### [Extrahierter Text]

_ _ _

Vreni Schneider: «Meine Trauer ist immer noch gross»

Es war ein Schicksalsjahr für die Ski-Königin: Sie musste von ihrem geliebten Vater Abschied nehmen. Noch immer kämpft sie gegen die innere Leere und den Seelenschmerz. Trost und Kraft findet sie vor allem bei ihren beiden Buben.

 

Die beiden Buben schaufeln wie wild. Sie wollen unbedingt einen kleinen Kanal bauen, um den Sernf-Bach umzuleiten. Ski-Legende Vreni Schneider (46) schaut ihren zwei kleinen Arbeitern amüsiert zu. Florian (7½) und Flavio (5½) sind ihr Sonnenschein, ihr Trost in den Stunden, in denen sie um ihren am 2. November letzten Jahres verstorbenen geliebten Vater trauert. Und diese Trauer ist noch immer sehr gross.

 

«Es war das traurigste Jahr meines Lebens», seufzt Vreni. «Vaters Tod wird mich ebenso prägen wie der Verlust meiner Mutter. Sie starb, als ich 16 war. Auch mein Vater litt sehr, wäre an ihrem Sterben fast zerbrochen. Aber er machte das Menschenmögliche, uns die Mutter zu ersetzen.» Vrenis Augen füllen sich mit Tränen, als sie weiterredet. «Durch den Verlust der Mutter waren wir extrem zusammengewachsen. Er war ein so herzensguter Vater, wollte es allen immer recht machen. Mir fehlen noch immer die richtigen Worte, um über den Abschied vom Vater zu sprechen. Ich wollte noch so viel mit ihm bereden, ihn fragen. Und plötzlich ist er nicht mehr da, und die Leere wird immer noch grösser. Ich bin in ein tiefes Loch gefallen. Die Geschwister hatten sogar Angst um mich. Die Verarbeitung seines Todes wird auch jetzt noch Zeit brauchen.»

 

«Die Geburtstage, Weihnachten, all diese Ereignisse ohne ihn sind immer wieder so schmerzhaft. Und zu allem Unglück sind dieses Jahr auch noch Vaters Bruder This und Mitte September aus der Verwandtschaft Bäsi Marilie verstorben.» Vreni Schneider weiss, dass sie nicht die Einzige ist, die geliebte Menschen verloren hat. «Es gibt sicher noch brutalere Schicksale. Junge Mütter, die Krebs haben und sterben. Junge Leute, die bei Unfällen ums Leben kommen. Zum Glück halten mich meine wunderbaren Buben auf Trab und lenken mich ab.»

_ _ _

### [Zu bearbeitende Aufgaben]
A: Wiederhole wortgetreu den Teil des Artikels, der bei den Worten „Es war ein Schicksalsjahr“ beginnt und nach „ihren beiden Buben.“ endet.
B: Beantworte diese Fragen zum Artikel über Vreni Schneider:
(i) An welchem Tag starb Vreni Schneiders Vater?
(ii) Wie alt war Vreni Schneider, als ihre Mutter starb?
(iii) Wie heißt der Bruder des Vaters, der in diesem Jahr ebenfalls verstorben ist?
Stütze dich ausschließlich auf den Artikel.

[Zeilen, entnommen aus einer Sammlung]
_ _ _

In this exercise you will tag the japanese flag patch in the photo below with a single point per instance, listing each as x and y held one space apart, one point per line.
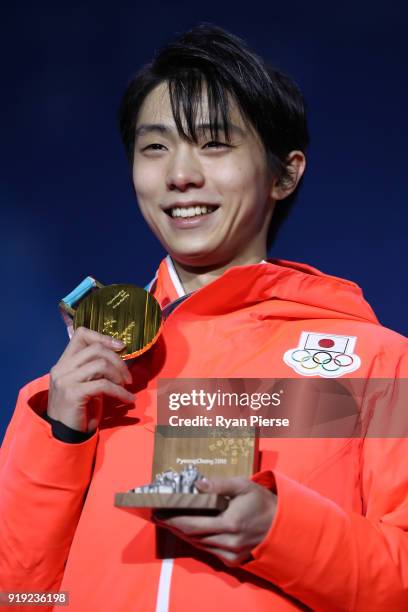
327 355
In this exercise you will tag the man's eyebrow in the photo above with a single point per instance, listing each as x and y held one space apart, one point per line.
163 129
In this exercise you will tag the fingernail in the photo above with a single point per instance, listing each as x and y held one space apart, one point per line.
203 484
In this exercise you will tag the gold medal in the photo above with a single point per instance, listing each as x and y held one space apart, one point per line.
125 312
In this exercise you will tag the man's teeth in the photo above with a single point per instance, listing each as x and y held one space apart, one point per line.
191 211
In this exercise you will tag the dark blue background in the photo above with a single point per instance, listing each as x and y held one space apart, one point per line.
67 206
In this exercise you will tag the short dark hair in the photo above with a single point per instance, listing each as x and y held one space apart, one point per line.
266 97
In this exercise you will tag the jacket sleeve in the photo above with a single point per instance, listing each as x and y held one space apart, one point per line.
334 560
43 482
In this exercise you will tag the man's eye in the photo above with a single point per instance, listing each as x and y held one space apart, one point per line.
215 144
155 146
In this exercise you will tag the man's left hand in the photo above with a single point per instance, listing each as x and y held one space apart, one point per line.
232 534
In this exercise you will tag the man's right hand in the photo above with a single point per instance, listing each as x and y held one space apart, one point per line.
88 369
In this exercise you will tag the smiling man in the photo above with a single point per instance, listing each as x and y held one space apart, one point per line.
216 142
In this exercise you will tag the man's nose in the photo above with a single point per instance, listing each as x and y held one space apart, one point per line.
185 170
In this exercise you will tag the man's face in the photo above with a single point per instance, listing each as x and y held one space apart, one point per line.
208 203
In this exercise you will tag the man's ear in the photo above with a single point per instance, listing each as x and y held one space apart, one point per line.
295 166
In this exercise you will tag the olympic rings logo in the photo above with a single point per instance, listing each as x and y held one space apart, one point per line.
329 362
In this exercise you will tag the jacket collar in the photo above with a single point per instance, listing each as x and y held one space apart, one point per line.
296 289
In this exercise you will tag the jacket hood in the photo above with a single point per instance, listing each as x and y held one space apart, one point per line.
290 290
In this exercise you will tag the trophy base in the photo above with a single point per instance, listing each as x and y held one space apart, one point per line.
172 501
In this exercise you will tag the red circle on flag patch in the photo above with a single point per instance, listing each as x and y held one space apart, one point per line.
326 343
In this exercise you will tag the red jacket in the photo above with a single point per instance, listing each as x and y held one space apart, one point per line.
339 538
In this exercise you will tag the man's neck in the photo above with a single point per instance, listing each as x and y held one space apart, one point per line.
193 278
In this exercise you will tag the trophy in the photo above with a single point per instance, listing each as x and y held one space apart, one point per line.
132 315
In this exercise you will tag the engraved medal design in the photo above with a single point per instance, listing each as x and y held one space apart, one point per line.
125 312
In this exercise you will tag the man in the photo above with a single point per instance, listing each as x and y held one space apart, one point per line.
217 142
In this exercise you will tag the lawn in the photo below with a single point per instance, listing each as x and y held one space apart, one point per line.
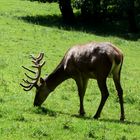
31 27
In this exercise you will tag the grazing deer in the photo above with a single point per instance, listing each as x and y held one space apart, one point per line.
82 62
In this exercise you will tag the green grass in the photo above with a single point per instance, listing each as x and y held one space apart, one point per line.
31 27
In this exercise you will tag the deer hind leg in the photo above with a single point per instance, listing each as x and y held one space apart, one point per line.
104 95
116 78
81 85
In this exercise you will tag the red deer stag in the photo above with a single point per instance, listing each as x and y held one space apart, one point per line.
81 62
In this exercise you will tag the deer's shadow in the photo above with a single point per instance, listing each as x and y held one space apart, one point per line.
52 113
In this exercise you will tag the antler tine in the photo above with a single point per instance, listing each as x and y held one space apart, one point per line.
27 88
37 59
29 69
37 65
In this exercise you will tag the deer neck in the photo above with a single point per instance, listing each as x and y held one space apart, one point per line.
56 78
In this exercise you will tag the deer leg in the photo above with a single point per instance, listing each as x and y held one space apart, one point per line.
81 84
104 96
120 95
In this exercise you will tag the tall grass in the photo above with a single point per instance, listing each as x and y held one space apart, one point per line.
31 27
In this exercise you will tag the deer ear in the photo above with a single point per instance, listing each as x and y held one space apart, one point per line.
42 80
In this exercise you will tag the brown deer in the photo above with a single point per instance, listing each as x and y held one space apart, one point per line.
81 62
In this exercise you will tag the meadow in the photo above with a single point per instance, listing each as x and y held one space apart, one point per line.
31 27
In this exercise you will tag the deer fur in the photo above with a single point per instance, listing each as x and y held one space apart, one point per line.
81 63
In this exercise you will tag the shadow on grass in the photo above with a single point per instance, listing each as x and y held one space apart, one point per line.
102 28
122 122
51 113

_ _ _

### [Lösungen der Aufgaben]
A:
Es war ein Schicksalsjahr für die Ski-Königin: Sie musste von ihrem geliebten Vater Abschied nehmen. Noch immer kämpft sie gegen die innere Leere und den Seelenschmerz. Trost und Kraft findet sie vor allem bei ihren beiden Buben.

B:
(i) Am 2. November letzten Jahres.
(ii) 16 Jahre.
(iii) This.